## ACTIONS TO TAKE:
A) In the review of Cologne Bigarade, who originally created Hermès' Eau d’Orange Verte, and in what year?
B) In the review of Cologne Bigarade, rewrite the section from "Cologne Bigarade is not, perhaps, the" up to and including "sherbet-lemon Monsieur Balmain).", renaming "Cologne Bigarade" as "Bigarade Cologne".

## PASSAGE PROVIDED:
___

To me Cologne Bigarade also has a very slight and not unpleasant sweatiness, which (from a short trip to the kitchen and back) is part of the authentic Seville orange smell. In perfume that faint sweatiness is often derived from cumin, and I wonder if there might be a touch of that classic curry spice here too.

Cologne Bigarade is not, perhaps, the most complex perfume on the market, but like most of Jean-Claude Ellena’s fragrances it’s rather more thoughtful and unusual than the general run. Given that he’s also the in-house perfumer for Hermès, it immediately made me think of Hermès’ classic Eau d’Orange Verte, which is also based on the scent of bitter oranges. Though that perfume was originally created by Françoise Caron in 1979, Ellena developed a new version in 2004 called Concentrée d’Orange Verte.

Eau d’Orange Verte is one of my all-time favourite fragrances, yet comparing them side by side, it smells sharper and fresher, but perhaps also slightly less interesting than Cologne Bigarade, which also seems to have much more staying power (a rare quality in a citrus-based cologne, though you can also find it in the fantastic sherbet-lemon Monsieur Balmain).

All the fragrances in the Editions de Parfums Frédéric Malle are expensive, and Cologne Bigarade is no exception, even if its packaging is extremely smart. The heavy, plain-glass bottle has a chunky black cap and comes in a slide-out, black foam-padded box, which in turn slides out (with some effort) of a scarlet card wrapper. If you have money to burn then there’s an even more expensive version called Bigarade Concentrée, which I’ve smelled as a sample and lasts even longer than Cologne Bigarade. The concentrated version also seems to have less of that faint sweatiness about it, which I suspect many people would prefer; I think I do too.

___

## RECORDS:
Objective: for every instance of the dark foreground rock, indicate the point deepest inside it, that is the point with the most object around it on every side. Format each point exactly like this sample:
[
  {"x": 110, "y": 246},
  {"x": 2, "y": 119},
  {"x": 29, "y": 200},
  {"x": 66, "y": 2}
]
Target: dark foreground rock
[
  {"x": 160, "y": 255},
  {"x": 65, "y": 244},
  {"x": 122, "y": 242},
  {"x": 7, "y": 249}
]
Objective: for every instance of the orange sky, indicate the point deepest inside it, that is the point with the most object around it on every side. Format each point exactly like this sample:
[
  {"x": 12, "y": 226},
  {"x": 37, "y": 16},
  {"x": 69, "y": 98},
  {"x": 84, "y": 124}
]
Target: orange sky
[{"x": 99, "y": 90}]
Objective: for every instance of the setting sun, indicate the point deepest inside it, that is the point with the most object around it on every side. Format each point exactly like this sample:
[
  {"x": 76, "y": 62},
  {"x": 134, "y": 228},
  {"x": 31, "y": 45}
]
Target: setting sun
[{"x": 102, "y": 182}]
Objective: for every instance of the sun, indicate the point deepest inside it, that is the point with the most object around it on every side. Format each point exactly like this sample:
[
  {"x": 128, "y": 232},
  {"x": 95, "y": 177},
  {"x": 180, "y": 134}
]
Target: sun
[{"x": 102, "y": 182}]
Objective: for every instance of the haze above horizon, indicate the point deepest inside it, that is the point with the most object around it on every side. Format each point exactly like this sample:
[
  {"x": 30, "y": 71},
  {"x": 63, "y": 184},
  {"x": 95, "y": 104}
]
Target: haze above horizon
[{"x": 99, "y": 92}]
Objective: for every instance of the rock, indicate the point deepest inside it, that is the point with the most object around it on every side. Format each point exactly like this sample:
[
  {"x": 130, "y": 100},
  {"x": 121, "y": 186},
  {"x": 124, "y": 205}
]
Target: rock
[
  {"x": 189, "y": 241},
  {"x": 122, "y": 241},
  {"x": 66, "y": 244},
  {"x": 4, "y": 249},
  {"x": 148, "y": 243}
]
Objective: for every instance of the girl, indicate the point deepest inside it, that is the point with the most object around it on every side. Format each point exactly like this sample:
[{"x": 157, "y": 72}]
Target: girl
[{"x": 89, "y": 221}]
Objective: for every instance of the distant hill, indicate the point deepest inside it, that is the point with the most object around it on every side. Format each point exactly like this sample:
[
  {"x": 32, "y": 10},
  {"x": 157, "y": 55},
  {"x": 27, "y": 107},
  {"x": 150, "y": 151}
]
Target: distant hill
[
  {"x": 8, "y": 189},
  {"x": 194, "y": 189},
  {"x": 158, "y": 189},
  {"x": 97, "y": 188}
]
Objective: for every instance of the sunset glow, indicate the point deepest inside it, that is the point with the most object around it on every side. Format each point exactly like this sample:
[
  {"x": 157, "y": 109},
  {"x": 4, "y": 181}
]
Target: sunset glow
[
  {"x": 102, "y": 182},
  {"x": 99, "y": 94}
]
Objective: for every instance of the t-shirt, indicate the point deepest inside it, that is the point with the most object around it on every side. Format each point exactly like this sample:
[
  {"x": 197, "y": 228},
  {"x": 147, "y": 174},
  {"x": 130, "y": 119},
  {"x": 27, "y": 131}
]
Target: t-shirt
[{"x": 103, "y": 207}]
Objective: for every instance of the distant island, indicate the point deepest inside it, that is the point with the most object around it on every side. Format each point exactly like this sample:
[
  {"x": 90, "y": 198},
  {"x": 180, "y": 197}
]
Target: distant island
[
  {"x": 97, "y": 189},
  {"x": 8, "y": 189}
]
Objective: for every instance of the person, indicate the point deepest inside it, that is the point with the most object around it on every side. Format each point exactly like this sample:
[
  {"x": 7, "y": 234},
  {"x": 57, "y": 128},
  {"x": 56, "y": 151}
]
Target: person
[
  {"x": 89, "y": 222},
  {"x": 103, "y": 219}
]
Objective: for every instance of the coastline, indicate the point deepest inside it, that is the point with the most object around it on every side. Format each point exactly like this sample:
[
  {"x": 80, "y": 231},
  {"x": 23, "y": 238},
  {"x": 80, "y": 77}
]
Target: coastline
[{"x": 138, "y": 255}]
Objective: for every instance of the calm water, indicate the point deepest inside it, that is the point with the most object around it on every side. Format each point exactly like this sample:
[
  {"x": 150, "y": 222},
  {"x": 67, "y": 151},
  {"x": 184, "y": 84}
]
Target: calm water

___

## RESPONSES FOR EACH TASK:
A) Françoise Caron, in 1979.

B)
Bigarade Cologne is not, perhaps, the most complex perfume on the market, but like most of Jean-Claude Ellena’s fragrances it’s rather more thoughtful and unusual than the general run. Given that he’s also the in-house perfumer for Hermès, it immediately made me think of Hermès’ classic Eau d’Orange Verte, which is also based on the scent of bitter oranges. Though that perfume was originally created by Françoise Caron in 1979, Ellena developed a new version in 2004 called Concentrée d’Orange Verte.

Eau d’Orange Verte is one of my all-time favourite fragrances, yet comparing them side by side, it smells sharper and fresher, but perhaps also slightly less interesting than Bigarade Cologne, which also seems to have much more staying power (a rare quality in a citrus-based cologne, though you can also find it in the fantastic sherbet-lemon Monsieur Balmain).